[Stored items]
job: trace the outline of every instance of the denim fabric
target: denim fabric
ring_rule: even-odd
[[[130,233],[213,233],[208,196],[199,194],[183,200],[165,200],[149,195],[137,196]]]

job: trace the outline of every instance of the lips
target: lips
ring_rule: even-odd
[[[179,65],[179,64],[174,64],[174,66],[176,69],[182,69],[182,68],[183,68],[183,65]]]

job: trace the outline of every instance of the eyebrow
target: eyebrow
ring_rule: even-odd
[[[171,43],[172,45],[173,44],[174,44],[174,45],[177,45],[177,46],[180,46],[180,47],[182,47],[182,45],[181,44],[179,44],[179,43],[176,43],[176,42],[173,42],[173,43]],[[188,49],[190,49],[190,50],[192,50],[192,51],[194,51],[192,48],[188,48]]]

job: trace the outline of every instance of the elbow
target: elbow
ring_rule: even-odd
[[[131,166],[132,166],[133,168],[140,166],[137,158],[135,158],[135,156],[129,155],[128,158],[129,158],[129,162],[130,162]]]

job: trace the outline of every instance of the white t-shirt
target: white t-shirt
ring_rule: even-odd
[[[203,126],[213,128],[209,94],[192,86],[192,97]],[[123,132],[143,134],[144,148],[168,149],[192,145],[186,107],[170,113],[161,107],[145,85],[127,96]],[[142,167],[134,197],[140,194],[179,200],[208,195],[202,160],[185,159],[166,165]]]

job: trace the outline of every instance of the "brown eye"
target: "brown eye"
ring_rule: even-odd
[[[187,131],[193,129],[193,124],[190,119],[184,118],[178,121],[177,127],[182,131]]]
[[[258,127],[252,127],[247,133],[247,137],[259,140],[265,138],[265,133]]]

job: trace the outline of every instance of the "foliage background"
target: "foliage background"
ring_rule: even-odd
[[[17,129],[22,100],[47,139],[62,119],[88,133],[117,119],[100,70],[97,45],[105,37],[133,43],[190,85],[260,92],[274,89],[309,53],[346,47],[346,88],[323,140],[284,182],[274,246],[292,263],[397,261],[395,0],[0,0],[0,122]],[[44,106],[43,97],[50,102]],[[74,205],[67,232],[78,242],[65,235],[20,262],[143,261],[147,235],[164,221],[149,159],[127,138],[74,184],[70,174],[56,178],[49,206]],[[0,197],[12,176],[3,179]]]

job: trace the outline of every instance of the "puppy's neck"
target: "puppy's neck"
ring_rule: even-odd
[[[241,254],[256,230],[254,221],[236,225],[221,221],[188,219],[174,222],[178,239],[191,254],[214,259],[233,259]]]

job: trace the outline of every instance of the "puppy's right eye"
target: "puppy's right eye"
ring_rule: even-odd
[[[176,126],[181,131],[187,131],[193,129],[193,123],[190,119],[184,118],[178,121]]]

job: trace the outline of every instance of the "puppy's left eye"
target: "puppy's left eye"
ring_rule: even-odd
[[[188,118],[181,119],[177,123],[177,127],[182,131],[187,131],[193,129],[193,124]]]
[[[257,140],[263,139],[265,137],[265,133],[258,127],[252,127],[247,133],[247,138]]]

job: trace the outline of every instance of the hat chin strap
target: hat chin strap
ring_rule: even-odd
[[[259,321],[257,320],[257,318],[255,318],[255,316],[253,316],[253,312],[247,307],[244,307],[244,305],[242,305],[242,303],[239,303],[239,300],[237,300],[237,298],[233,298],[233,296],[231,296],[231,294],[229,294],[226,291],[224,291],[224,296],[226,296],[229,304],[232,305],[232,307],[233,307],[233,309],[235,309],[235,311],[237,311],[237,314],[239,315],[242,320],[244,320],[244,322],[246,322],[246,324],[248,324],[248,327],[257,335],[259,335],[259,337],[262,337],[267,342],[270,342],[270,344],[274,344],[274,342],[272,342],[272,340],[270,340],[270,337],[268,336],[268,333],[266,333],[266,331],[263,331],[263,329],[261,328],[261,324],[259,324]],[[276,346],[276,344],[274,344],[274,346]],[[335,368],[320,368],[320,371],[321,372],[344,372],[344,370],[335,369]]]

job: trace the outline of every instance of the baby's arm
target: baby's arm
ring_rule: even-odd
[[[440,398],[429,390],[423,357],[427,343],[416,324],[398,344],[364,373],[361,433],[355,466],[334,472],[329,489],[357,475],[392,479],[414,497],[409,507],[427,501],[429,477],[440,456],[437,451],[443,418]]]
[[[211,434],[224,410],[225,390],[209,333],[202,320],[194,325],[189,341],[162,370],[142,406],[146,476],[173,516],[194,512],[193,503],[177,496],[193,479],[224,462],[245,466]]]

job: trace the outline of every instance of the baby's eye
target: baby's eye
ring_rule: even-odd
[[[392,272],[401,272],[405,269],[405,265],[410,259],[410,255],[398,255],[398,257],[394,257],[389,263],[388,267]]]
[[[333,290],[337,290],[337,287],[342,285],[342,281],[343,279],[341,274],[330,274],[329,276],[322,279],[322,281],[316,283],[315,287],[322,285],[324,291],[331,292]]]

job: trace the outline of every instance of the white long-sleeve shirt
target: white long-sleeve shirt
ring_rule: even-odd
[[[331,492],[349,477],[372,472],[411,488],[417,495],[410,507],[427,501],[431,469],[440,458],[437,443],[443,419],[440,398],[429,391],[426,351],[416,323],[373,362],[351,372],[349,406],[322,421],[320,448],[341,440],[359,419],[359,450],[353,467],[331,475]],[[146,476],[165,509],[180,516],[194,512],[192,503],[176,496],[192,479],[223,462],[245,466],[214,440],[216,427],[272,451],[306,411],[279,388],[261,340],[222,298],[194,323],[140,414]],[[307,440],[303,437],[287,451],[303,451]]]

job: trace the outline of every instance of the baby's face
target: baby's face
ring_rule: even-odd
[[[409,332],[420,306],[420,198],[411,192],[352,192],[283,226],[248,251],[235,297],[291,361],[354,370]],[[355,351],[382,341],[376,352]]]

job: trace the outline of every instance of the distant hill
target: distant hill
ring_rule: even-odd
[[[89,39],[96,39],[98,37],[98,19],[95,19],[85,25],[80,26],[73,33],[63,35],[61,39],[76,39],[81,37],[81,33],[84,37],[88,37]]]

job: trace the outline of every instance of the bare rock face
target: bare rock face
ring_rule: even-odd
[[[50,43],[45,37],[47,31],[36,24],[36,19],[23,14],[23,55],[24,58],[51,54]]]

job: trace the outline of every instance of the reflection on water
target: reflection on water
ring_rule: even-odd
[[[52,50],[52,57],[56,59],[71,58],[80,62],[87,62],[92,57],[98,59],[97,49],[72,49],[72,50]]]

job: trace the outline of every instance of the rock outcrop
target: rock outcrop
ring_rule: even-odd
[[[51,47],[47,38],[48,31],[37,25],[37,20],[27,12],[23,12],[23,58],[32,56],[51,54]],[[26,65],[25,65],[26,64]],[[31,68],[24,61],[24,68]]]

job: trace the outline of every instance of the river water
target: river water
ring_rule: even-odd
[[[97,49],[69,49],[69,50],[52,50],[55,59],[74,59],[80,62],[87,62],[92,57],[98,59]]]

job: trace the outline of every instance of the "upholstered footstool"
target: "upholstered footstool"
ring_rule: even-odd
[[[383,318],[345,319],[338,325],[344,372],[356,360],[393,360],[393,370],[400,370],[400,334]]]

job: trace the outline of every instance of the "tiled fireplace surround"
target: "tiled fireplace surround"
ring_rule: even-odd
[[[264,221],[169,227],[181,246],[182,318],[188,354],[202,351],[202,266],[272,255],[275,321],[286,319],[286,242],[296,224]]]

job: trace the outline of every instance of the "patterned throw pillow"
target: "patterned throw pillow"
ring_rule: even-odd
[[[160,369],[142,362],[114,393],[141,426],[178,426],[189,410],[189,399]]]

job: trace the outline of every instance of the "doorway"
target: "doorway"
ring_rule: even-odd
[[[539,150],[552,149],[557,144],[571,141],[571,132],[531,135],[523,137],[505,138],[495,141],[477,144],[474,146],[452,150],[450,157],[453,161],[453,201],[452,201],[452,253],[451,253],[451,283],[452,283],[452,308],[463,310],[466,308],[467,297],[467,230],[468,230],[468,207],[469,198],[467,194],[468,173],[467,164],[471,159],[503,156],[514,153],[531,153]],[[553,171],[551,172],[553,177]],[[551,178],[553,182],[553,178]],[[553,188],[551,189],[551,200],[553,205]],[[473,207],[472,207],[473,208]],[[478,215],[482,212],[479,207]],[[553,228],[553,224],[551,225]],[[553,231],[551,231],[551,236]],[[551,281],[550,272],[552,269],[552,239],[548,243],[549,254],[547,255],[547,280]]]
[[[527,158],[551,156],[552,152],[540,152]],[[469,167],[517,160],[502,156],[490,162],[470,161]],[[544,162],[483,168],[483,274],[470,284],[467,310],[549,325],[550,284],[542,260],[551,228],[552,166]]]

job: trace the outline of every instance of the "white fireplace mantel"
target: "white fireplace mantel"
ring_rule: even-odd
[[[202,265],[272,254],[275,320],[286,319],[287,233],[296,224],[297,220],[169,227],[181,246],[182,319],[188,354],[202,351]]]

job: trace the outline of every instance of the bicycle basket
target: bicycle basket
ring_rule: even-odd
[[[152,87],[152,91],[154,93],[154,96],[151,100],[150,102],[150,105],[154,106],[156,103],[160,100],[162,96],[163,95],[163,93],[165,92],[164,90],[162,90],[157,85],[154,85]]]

| WRITTEN REQUEST |
Which lines in the material contain the string "chin" with its case matched exactly? Select each of those lines and copy it in full.

| REPLY TO THE EXERCISE |
job: trace the outline of every instance of the hat chin strap
target: hat chin strap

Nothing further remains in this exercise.